The result should be a word-for-word retyping of the entries below, free of pictures.

(Annotated photo localization data)
▼
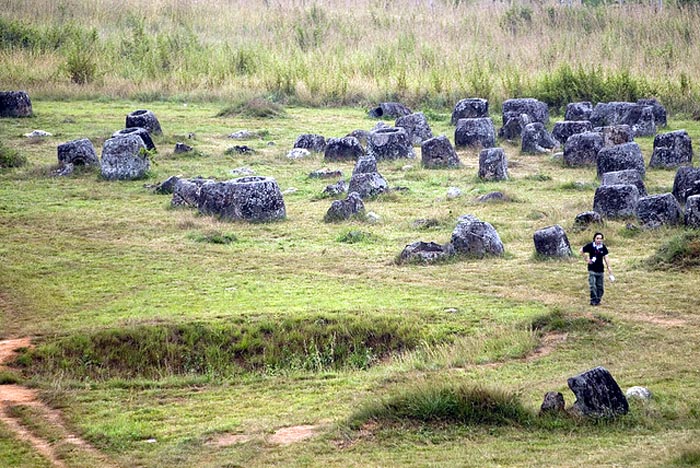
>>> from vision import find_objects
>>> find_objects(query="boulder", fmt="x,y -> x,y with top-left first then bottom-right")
478,148 -> 508,181
672,167 -> 700,204
368,102 -> 412,119
540,392 -> 566,414
367,127 -> 415,161
476,191 -> 508,203
533,225 -> 572,257
348,172 -> 389,199
521,122 -> 558,154
293,133 -> 326,152
574,211 -> 603,227
125,109 -> 162,135
353,155 -> 378,175
593,184 -> 640,219
395,112 -> 433,145
596,142 -> 646,179
324,136 -> 365,162
309,168 -> 343,179
100,135 -> 150,180
324,192 -> 365,222
502,98 -> 549,125
450,215 -> 504,257
552,121 -> 593,146
154,175 -> 181,195
601,169 -> 647,197
636,193 -> 683,228
589,102 -> 655,137
497,113 -> 530,140
563,132 -> 604,167
174,142 -> 193,154
346,129 -> 371,147
286,148 -> 310,160
421,135 -> 460,169
197,176 -> 286,222
398,241 -> 455,264
171,178 -> 214,207
57,138 -> 99,167
455,117 -> 496,148
451,98 -> 489,125
564,101 -> 593,121
637,98 -> 667,128
595,125 -> 634,148
0,90 -> 33,117
113,127 -> 156,151
684,195 -> 700,228
567,366 -> 629,418
649,130 -> 693,168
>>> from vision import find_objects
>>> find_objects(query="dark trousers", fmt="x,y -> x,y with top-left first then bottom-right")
588,272 -> 604,304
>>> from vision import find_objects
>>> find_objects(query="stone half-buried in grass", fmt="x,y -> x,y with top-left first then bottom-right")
197,176 -> 286,222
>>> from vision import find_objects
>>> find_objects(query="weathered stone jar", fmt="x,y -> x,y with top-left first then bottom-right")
126,109 -> 162,135
0,91 -> 33,117
198,176 -> 286,222
367,127 -> 415,160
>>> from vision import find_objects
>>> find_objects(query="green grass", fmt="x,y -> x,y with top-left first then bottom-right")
1,99 -> 700,467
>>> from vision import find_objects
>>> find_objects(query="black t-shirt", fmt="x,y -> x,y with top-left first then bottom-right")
582,242 -> 608,272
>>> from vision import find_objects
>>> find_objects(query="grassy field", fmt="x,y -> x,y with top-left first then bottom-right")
0,97 -> 699,467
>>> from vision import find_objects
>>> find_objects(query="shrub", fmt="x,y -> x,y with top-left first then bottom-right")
646,231 -> 700,270
189,230 -> 237,244
0,142 -> 27,168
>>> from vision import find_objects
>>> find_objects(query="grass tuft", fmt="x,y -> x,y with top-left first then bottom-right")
646,231 -> 700,270
188,230 -> 237,244
336,229 -> 378,244
0,142 -> 28,168
672,446 -> 700,466
217,98 -> 286,119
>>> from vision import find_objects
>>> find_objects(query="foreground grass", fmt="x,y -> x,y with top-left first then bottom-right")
1,99 -> 700,466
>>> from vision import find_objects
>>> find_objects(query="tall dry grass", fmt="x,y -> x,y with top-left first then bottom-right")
1,0 -> 700,112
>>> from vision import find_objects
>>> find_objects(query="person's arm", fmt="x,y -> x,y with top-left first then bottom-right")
580,246 -> 591,263
603,255 -> 612,273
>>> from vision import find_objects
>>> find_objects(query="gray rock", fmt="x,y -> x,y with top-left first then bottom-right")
324,136 -> 365,162
398,241 -> 455,264
595,125 -> 634,148
451,98 -> 489,125
637,98 -> 667,128
455,117 -> 496,148
368,102 -> 412,119
100,135 -> 150,180
54,163 -> 74,177
324,192 -> 365,222
574,211 -> 603,227
322,179 -> 348,197
601,169 -> 647,197
672,166 -> 700,204
57,138 -> 99,167
421,135 -> 460,169
174,142 -> 193,154
533,224 -> 572,257
171,178 -> 214,207
395,112 -> 433,145
596,142 -> 646,179
197,176 -> 286,222
476,191 -> 508,203
565,101 -> 593,121
552,121 -> 593,146
126,109 -> 162,135
636,193 -> 683,228
348,172 -> 389,198
497,113 -> 531,140
522,122 -> 558,154
593,184 -> 640,219
502,98 -> 549,125
540,392 -> 566,414
353,155 -> 378,175
446,187 -> 462,199
346,129 -> 371,147
567,366 -> 629,418
228,130 -> 257,140
650,130 -> 693,168
309,168 -> 343,179
113,128 -> 156,152
0,90 -> 33,117
230,166 -> 255,176
625,386 -> 653,400
563,132 -> 604,167
684,195 -> 700,228
286,148 -> 310,160
293,133 -> 326,152
589,102 -> 655,137
154,175 -> 181,195
367,127 -> 415,161
478,148 -> 508,181
450,215 -> 504,257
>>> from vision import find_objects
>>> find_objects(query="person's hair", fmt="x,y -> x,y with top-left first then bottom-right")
593,232 -> 604,241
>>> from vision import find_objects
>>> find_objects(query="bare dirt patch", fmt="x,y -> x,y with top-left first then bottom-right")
0,337 -> 116,467
268,424 -> 319,445
526,332 -> 569,362
207,433 -> 253,447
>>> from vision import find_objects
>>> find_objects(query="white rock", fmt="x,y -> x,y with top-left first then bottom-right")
228,130 -> 256,140
446,187 -> 462,199
230,167 -> 255,176
401,164 -> 414,171
24,130 -> 52,138
286,148 -> 310,160
282,187 -> 298,195
626,386 -> 652,400
366,211 -> 381,223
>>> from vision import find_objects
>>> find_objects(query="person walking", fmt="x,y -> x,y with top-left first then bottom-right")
580,232 -> 613,306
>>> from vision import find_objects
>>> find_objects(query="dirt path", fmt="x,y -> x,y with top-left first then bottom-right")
0,338 -> 116,468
▲
Written answer:
>>> from vision import find_objects
>>> find_objects(query="boulder", fmt="x,y -> x,y with top-left first then bottom-right")
478,148 -> 508,181
672,167 -> 700,204
368,102 -> 412,119
540,392 -> 566,414
367,127 -> 415,161
476,191 -> 508,203
533,225 -> 572,257
348,172 -> 389,199
521,122 -> 558,154
293,133 -> 326,152
574,211 -> 603,227
125,109 -> 162,135
353,155 -> 378,175
593,184 -> 640,219
395,112 -> 433,145
596,142 -> 646,179
324,136 -> 365,162
309,168 -> 343,179
100,135 -> 150,180
324,192 -> 365,222
502,98 -> 549,125
450,215 -> 504,257
552,121 -> 593,146
154,175 -> 181,195
601,169 -> 647,197
636,193 -> 683,228
589,102 -> 655,137
497,113 -> 530,140
563,132 -> 604,167
174,142 -> 193,154
346,129 -> 371,147
286,148 -> 310,160
421,135 -> 460,169
197,176 -> 286,222
398,241 -> 455,264
171,178 -> 214,207
57,138 -> 99,167
455,117 -> 496,148
451,98 -> 489,125
564,101 -> 593,121
637,98 -> 667,128
595,125 -> 634,148
0,90 -> 33,117
113,127 -> 156,151
684,195 -> 700,228
567,366 -> 629,418
649,130 -> 693,168
>>> from vision import find_objects
>>> find_objects(query="dark trousers", fmt="x,y -> x,y with top-left first then bottom-right")
588,272 -> 604,304
>>> from vision import find_objects
>>> find_objects(query="stone half-buried in grass", fmt="x,y -> x,y with top-left first then bottom-right")
197,176 -> 286,222
>>> from vision import find_objects
>>> find_objects(query="weathered stone jar", fmt="x,y -> x,y with top-left first then bottom-right")
126,109 -> 162,135
0,91 -> 33,117
198,176 -> 286,222
367,127 -> 415,160
>>> from vision import find_objects
>>> find_objects(query="green grass", fmt="x,y -> x,y with top-left first then bottom-right")
1,99 -> 700,467
>>> from vision import find_objects
>>> find_objects(query="black t-shirt", fmt="x,y -> x,y with top-left first then bottom-right")
582,242 -> 608,272
>>> from vision import find_objects
>>> find_objects(query="grassy field", fmt="x,y -> x,y with top-left first then bottom-right")
0,97 -> 699,467
>>> from vision import find_objects
>>> find_objects(query="shrub", fmt="x,y -> x,y with top-left first then bottom-right")
646,231 -> 700,270
189,230 -> 237,244
0,142 -> 27,168
>>> from vision import find_objects
>>> find_objects(query="grass tuft", fmt="x,y -> x,y with top-left first then bottom-right")
646,231 -> 700,270
188,230 -> 237,244
336,229 -> 378,244
0,142 -> 28,168
672,446 -> 700,466
217,98 -> 286,119
>>> from vision import find_objects
>>> find_objects(query="foreground grass", fmt="x,y -> x,y with top-left first then bottom-right")
1,99 -> 700,466
>>> from vision import find_objects
>>> find_objects(query="tall dry grass", fmt="x,y -> x,y with top-left first then bottom-right")
1,0 -> 700,112
>>> from vision import find_objects
>>> find_objects(query="person's arm", fmt="x,y -> x,y with top-left first then bottom-right")
580,246 -> 591,263
603,255 -> 612,273
>>> from vision import find_objects
>>> find_objects(query="gray rock", fmt="x,y -> x,y with top-left first then bottom-right")
324,136 -> 365,162
398,241 -> 455,264
595,125 -> 634,148
451,98 -> 489,125
637,98 -> 667,128
455,117 -> 496,148
368,102 -> 412,119
100,135 -> 150,180
54,163 -> 74,177
324,192 -> 365,222
574,211 -> 603,227
322,179 -> 348,197
601,169 -> 647,197
672,166 -> 700,204
57,138 -> 99,167
421,135 -> 460,169
174,142 -> 193,154
533,224 -> 572,257
171,178 -> 214,207
395,112 -> 433,145
596,142 -> 646,179
197,176 -> 286,222
476,191 -> 508,203
565,101 -> 593,121
552,121 -> 593,146
126,109 -> 162,135
636,193 -> 683,228
348,172 -> 389,198
497,113 -> 531,140
522,122 -> 558,154
593,184 -> 640,219
502,98 -> 549,125
540,392 -> 566,414
353,155 -> 378,175
446,187 -> 462,199
346,129 -> 371,147
567,366 -> 629,418
228,130 -> 257,140
650,130 -> 693,168
309,168 -> 343,179
113,128 -> 156,152
0,90 -> 33,117
230,166 -> 255,176
625,386 -> 653,400
563,132 -> 604,167
684,195 -> 700,228
286,148 -> 310,160
293,133 -> 326,152
589,102 -> 655,137
154,175 -> 181,195
367,127 -> 415,161
478,148 -> 508,181
450,215 -> 504,257
>>> from vision import find_objects
>>> find_objects(query="person's hair", fmt="x,y -> x,y with top-left first then bottom-right")
593,232 -> 604,241
>>> from vision import find_objects
>>> find_objects(query="bare dirt patch", fmt="x,y -> x,y with top-left first then bottom-right")
0,337 -> 116,467
268,424 -> 319,445
526,332 -> 569,362
207,433 -> 253,447
>>> from vision import find_objects
>>> find_objects(query="white rock", fmt="x,y -> x,y with top-left first then bottom-right")
228,130 -> 256,140
446,187 -> 462,199
230,167 -> 255,176
401,164 -> 414,171
24,130 -> 52,138
286,148 -> 310,160
282,187 -> 298,195
626,386 -> 652,400
366,211 -> 381,223
>>> from vision import find_objects
>>> find_objects(query="person walking", fmt="x,y -> x,y with top-left first then bottom-right")
580,232 -> 613,306
>>> from vision import find_objects
>>> find_objects(query="dirt path", fmt="x,y -> x,y with top-left first then bottom-right")
0,338 -> 116,468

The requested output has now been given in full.